:: DOCUMENT SEGMENT ::
_ _ _ _ _ _ _

Allyson’s Story

Site created on March 22, 2018

Welcome to our CaringBridge website. We are using it to keep family and friends updated in one place. 
2018 has proved to be our most trying year as a family healthwise. For those of you who don't know our middle of 3 daughters was diagnosed with Stage 4 Neuroblastoma, which is one of the many forms of childhood cancer. 
This diagnosis was a huge shock to all involved....the doctors, nurses, and even family. Sadly, after 5 years we are still fighting this disease.
We will continue to update here with her progress. We appreciate you all for being here, for encouraging and supporting us along the way. Above all, we ask for your prayers for our entire family as we continue to walk this journey we know not much about. 

Thank you for visiting and for following along. 
We Refuse To Sink  ⚓️Hebrews 6:19

Newest Update

Journal entry by Glenda Musser

Well things are happening quickly as far as appointments go for Ally. She had a repeat PET scan done last week (4/9) because there was a cancellation.
Again, these results showed NO EVIDENCE of DISEASE (NED)!!—it’s still sinking in, that I get to say those words about my child🥹.

Tomorrow (4/18) Ally will have an EKG done in clinic as well as blood work and a urine sample taken followed by a bone marrow biopsy. Friday after school she will have a hearing test done. All of these tests will be completed for Ally to get on the maintenance chemo.
Then on Tuesday (4/23) she will have a clinic appointment, blood draw, and visit with her doctor for us to go over this new protocol they are putting her on called DFMO. I will sign consents for it and we will talk about all the pros and cons of it, as well as learn more about the drug and its form. —Please pray for all of these appointments to go smoothly and for there to be no anxiety or hiccups along the way. As well as for Ally….if this medication is a liquid form or even orally just pray that it wouldn’t be a battle to take this medication like it was in the past. My new biggest prayer, is for her NG tube to be removed. Its’s HUGE for us, but I know this isn’t huge for God. So please pray with me in addition to thanking God for her miracle of healing, please join me in prayer for her to remain NED as well as Ally to be able to not need or rely on the NG tube!!!  I believe God can do this, please join me in believing this as well!

_ _ _ _ _ _ _

:: LISTED RECORDS ::
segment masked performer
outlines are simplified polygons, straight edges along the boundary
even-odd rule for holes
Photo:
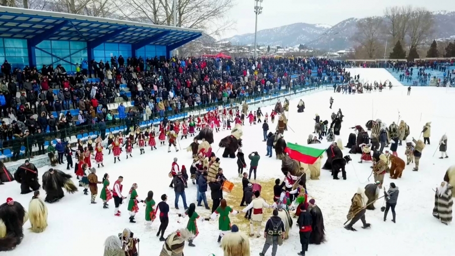
[[[74,194],[77,191],[77,188],[74,186],[71,180],[71,176],[66,174],[60,170],[49,169],[42,175],[42,187],[46,191],[45,201],[53,203],[60,200],[65,195],[63,189]]]
[[[32,232],[41,233],[48,226],[48,207],[39,198],[39,191],[34,193],[33,197],[28,204],[28,214]]]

_ _ _ _ _ _ _

:: TASK PROMPT ::
What is the name of the new protocol that Ally's doctors are putting her on, according to the CaringBridge page?

:: SOLVED PROBLEM ::
DFMO